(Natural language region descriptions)
- - - -

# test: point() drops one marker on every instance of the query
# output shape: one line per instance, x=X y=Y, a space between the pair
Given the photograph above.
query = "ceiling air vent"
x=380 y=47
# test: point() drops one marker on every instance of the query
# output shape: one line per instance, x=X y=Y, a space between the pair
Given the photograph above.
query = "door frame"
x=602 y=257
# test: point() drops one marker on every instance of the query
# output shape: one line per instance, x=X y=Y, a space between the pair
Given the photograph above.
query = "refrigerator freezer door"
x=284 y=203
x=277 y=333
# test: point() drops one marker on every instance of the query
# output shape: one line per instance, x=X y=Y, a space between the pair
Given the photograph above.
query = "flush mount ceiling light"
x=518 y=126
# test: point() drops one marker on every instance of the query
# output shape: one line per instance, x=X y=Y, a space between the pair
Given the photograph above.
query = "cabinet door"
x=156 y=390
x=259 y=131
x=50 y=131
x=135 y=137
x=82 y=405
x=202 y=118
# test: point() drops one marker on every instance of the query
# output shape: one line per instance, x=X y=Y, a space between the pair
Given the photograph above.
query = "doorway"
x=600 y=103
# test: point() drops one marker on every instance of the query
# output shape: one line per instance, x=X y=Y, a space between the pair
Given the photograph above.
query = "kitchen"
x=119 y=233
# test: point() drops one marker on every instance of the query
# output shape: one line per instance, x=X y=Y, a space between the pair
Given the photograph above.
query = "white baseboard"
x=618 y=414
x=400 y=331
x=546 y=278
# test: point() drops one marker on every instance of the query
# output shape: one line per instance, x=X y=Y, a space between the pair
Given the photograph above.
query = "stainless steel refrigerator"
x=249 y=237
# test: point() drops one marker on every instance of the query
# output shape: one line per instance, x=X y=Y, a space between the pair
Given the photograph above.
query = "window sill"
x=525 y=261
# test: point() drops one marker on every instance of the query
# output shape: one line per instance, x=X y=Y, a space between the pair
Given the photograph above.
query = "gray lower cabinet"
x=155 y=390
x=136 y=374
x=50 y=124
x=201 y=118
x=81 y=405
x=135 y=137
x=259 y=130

- - - -

ASSIGNMENT: Repeat the entries above exactly, leaving nothing out.

EXERCISE ANSWER:
# test: point() drops one marker on every instance of the query
# output shape: one line per instance, x=X y=Y, a space between the pair
Given the photograph above.
query = "ceiling air vent"
x=380 y=47
# test: point() drops one marker on every instance of the query
# output shape: one line per instance, x=X y=Y, a space between the pair
Given the photograph above.
query = "door frame"
x=602 y=257
# test: point() drops one marker on every instance of the query
# output shape: one line per instance, x=X y=Y, a space between the pair
Given the photograph above.
query = "refrigerator freezer door"
x=284 y=203
x=277 y=333
# test: point() drops one marker on every instance of the query
# output shape: one line per instance, x=X y=Y, a space between the pair
Given the photograph above.
query = "flush mount ceiling light"
x=518 y=126
# test: point() drops one marker on every instance of the query
# output shape: one line per instance, x=X y=Y, a space between the pair
Given the photograph above.
query = "cabinet door"
x=156 y=390
x=259 y=131
x=50 y=131
x=135 y=137
x=82 y=405
x=202 y=118
# test: point() drops one marker on every instance of the query
# output shape: one line per instance, x=X y=Y, a space between the pair
Given the photograph above.
query = "doorway"
x=600 y=103
# test: point() drops one marker on every instance of the query
# output shape: one line per instance, x=X y=Y, a space between the pair
Given the photograph above.
query = "kitchen"
x=119 y=233
# test: point() drops one marker on every instance of the query
# output shape: one line per instance, x=X y=Y, a space between the pair
Given the photograph above.
query = "white baseboard"
x=618 y=414
x=400 y=331
x=546 y=278
# test: point() drops one marker on every instance of the query
# output shape: one line per instance, x=X y=Y, a space between the pair
Given the photograph above.
query = "stainless steel refrigerator"
x=249 y=237
# test: point() drops one marker on every instance of the query
# output shape: one line per instance, x=X y=Y, a space between the pair
Given the photograph above.
query = "window sill"
x=525 y=261
# test: point() drops one marker on every instance of the query
# output shape: one line per instance, x=X y=Y, a space between the pair
Given the photograph above.
query = "gray lower cabinet"
x=155 y=390
x=136 y=374
x=50 y=124
x=201 y=118
x=81 y=405
x=135 y=137
x=259 y=130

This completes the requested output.